(Spatial localization data)
_ _ _ _ _ _ _
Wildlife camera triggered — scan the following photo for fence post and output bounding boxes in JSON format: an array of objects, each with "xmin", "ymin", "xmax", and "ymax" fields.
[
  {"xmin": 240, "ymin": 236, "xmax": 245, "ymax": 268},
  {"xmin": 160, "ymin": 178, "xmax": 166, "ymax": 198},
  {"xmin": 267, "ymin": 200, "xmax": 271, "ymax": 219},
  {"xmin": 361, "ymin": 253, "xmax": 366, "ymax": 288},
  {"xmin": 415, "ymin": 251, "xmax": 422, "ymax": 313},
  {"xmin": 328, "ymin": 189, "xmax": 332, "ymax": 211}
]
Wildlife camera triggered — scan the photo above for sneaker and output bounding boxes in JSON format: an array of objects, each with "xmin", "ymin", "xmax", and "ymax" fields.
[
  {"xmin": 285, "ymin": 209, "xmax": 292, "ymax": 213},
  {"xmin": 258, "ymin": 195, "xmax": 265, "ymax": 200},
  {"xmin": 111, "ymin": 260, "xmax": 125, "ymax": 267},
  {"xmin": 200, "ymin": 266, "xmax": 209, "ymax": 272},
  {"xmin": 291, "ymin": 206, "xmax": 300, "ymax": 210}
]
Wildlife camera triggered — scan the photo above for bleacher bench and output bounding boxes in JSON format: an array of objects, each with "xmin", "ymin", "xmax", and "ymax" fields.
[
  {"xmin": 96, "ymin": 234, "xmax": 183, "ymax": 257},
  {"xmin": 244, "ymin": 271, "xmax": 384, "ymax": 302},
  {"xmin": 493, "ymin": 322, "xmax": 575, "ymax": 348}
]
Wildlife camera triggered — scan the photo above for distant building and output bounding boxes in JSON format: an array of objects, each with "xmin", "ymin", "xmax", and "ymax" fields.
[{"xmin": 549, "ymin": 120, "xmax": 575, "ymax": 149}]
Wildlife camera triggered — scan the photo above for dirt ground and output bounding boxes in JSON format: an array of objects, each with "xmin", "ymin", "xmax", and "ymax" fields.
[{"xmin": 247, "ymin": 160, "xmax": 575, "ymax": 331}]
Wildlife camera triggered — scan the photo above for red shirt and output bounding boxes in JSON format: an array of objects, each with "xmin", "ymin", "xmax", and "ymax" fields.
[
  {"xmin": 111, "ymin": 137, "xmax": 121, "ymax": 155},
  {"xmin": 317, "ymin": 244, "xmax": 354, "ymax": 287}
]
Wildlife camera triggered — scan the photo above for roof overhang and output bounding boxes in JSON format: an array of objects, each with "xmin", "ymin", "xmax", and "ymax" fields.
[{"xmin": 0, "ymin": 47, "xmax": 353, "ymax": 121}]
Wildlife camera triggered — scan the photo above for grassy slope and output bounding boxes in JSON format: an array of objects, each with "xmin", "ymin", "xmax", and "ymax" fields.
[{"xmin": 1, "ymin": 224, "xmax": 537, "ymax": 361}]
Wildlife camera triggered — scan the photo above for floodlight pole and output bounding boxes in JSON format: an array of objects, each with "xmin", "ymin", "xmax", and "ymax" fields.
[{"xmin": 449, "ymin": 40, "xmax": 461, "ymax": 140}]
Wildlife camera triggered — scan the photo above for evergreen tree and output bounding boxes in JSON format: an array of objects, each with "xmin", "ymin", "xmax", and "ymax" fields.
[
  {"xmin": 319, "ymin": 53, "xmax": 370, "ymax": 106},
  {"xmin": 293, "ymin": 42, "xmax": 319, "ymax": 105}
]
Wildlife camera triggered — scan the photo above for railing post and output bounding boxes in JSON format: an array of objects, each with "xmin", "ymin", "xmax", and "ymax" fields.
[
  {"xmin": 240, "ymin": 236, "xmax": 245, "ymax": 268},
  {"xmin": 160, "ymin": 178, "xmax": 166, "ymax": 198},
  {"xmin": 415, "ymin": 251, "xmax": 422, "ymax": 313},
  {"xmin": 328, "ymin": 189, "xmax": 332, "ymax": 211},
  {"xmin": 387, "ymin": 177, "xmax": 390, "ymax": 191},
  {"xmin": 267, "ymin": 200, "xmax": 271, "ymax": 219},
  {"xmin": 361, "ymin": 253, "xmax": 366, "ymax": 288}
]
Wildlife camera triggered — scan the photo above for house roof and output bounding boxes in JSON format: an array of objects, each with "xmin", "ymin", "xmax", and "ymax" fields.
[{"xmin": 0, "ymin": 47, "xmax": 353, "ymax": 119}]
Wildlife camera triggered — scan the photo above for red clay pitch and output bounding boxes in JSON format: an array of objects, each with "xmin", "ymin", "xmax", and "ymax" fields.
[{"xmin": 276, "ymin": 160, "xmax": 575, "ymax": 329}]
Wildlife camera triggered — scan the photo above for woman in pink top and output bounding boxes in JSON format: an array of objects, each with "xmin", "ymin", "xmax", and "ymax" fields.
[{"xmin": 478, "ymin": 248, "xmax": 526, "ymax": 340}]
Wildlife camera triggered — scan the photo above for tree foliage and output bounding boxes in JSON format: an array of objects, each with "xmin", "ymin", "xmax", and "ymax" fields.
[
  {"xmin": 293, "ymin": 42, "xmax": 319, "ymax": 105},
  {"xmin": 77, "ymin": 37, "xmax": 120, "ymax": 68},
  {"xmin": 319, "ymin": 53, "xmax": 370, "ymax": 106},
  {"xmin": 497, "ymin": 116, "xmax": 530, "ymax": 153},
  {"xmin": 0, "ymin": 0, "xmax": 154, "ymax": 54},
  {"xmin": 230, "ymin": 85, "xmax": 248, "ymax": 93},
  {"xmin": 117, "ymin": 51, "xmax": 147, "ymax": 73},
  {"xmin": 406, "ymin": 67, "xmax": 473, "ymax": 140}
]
_ _ _ _ _ _ _
Every line of the data must be reproduced exactly.

Exercise solution:
Wildlife camera triggered — scan the following photo for fence post and output bounding boxes in JSON format: an array of objects, each with "xmin", "ymin", "xmax", and "ymax" fields.
[
  {"xmin": 240, "ymin": 236, "xmax": 245, "ymax": 268},
  {"xmin": 160, "ymin": 178, "xmax": 166, "ymax": 198},
  {"xmin": 267, "ymin": 200, "xmax": 271, "ymax": 219},
  {"xmin": 361, "ymin": 253, "xmax": 366, "ymax": 288},
  {"xmin": 415, "ymin": 251, "xmax": 422, "ymax": 313},
  {"xmin": 328, "ymin": 189, "xmax": 332, "ymax": 211}
]
Wildlife camera triggered — scan the photo above for sneaker and output bounding boxes in JSON format: an array of objects, each with "xmin", "ymin", "xmax", and "ymax" fields.
[
  {"xmin": 285, "ymin": 209, "xmax": 292, "ymax": 213},
  {"xmin": 258, "ymin": 195, "xmax": 265, "ymax": 200},
  {"xmin": 111, "ymin": 260, "xmax": 125, "ymax": 267},
  {"xmin": 200, "ymin": 266, "xmax": 209, "ymax": 272},
  {"xmin": 291, "ymin": 206, "xmax": 300, "ymax": 210}
]
Wildlife camera triggered — scan the photo above for bleacher bench and output bounding boxes in JSON format: an array of objects, each with "xmin", "ymin", "xmax", and "ymax" fields.
[
  {"xmin": 96, "ymin": 234, "xmax": 183, "ymax": 257},
  {"xmin": 244, "ymin": 271, "xmax": 384, "ymax": 302},
  {"xmin": 493, "ymin": 322, "xmax": 575, "ymax": 348}
]
Wildlife camera triggered — scan the photo above for distant building and output bounding boxes in JSON format: an array of objects, each with "xmin", "ymin", "xmax", and "ymax" fields.
[{"xmin": 549, "ymin": 120, "xmax": 575, "ymax": 149}]
Wildlife camera triggered — scan the photo above for dirt ground and output bounding boxes in JSON format: an array of objects, each with "xmin", "ymin", "xmax", and "ymax" fields.
[{"xmin": 247, "ymin": 160, "xmax": 575, "ymax": 331}]
Wildlife camera triggered — scan the photo above for red shirt and output bounding boxes in JSON format: an array of objects, each with "xmin", "ymin", "xmax", and "ymax" fields.
[
  {"xmin": 111, "ymin": 137, "xmax": 121, "ymax": 155},
  {"xmin": 317, "ymin": 244, "xmax": 354, "ymax": 287}
]
Wildlife camera triggered — scan the photo above for roof overhang and output bounding boxes in JSON format: an array of objects, each with "xmin", "ymin", "xmax", and "ymax" fields.
[{"xmin": 0, "ymin": 47, "xmax": 353, "ymax": 121}]
Wildlife camera triggered — scan the photo above for grassy slope and output bounding boxes in JSON format: an array of objects, each with "xmin", "ymin", "xmax", and "ymax" fields.
[{"xmin": 1, "ymin": 224, "xmax": 537, "ymax": 361}]
Wildlife camera triggered — scan the photo above for floodlight pole and output bounding boxes in JSON format: an array of objects, each with "xmin", "ymin", "xmax", and "ymax" fields.
[{"xmin": 449, "ymin": 40, "xmax": 461, "ymax": 140}]
Wildlife camera triggered — scan the photo above for evergreen tree and output bounding boxes in JSON format: an array of objects, each with "xmin", "ymin", "xmax", and "ymax" fields.
[
  {"xmin": 319, "ymin": 53, "xmax": 370, "ymax": 106},
  {"xmin": 293, "ymin": 42, "xmax": 319, "ymax": 105}
]
Wildlife camera triggered — scan the photo above for railing post and output bounding boxes in JSON format: an array of objects, each with "xmin", "ymin", "xmax", and "ymax" fields.
[
  {"xmin": 240, "ymin": 236, "xmax": 245, "ymax": 268},
  {"xmin": 160, "ymin": 178, "xmax": 166, "ymax": 198},
  {"xmin": 415, "ymin": 251, "xmax": 422, "ymax": 313},
  {"xmin": 328, "ymin": 189, "xmax": 332, "ymax": 211},
  {"xmin": 387, "ymin": 177, "xmax": 390, "ymax": 191},
  {"xmin": 267, "ymin": 200, "xmax": 271, "ymax": 219},
  {"xmin": 361, "ymin": 253, "xmax": 366, "ymax": 288}
]
Wildlife camera triggered — scan the photo above for house roof and output bounding boxes in JSON format: an array of objects, each with "xmin", "ymin", "xmax", and "ymax" fields.
[{"xmin": 0, "ymin": 47, "xmax": 353, "ymax": 119}]
Wildlife camera triggered — scan the photo above for red clay pitch and output bounding boxes in JSON format: an array of objects, each with "xmin", "ymin", "xmax", and "ymax" fields.
[{"xmin": 276, "ymin": 160, "xmax": 575, "ymax": 329}]
Wildlife camera triggered — scan the photo above for woman in pink top and output bounding boxes in JSON format: an array of objects, each with "xmin", "ymin", "xmax", and "ymax" fields.
[{"xmin": 478, "ymin": 248, "xmax": 526, "ymax": 340}]
Wildlife camera triggered — scan the photo above for tree foliage and output bounding boxes in JSON format: an array of objects, each with "xmin", "ymin", "xmax", and "ymax" fields.
[
  {"xmin": 293, "ymin": 42, "xmax": 319, "ymax": 105},
  {"xmin": 77, "ymin": 37, "xmax": 120, "ymax": 68},
  {"xmin": 319, "ymin": 53, "xmax": 370, "ymax": 106},
  {"xmin": 497, "ymin": 116, "xmax": 530, "ymax": 153},
  {"xmin": 0, "ymin": 0, "xmax": 154, "ymax": 54},
  {"xmin": 230, "ymin": 85, "xmax": 248, "ymax": 93},
  {"xmin": 117, "ymin": 51, "xmax": 147, "ymax": 73},
  {"xmin": 406, "ymin": 67, "xmax": 473, "ymax": 140}
]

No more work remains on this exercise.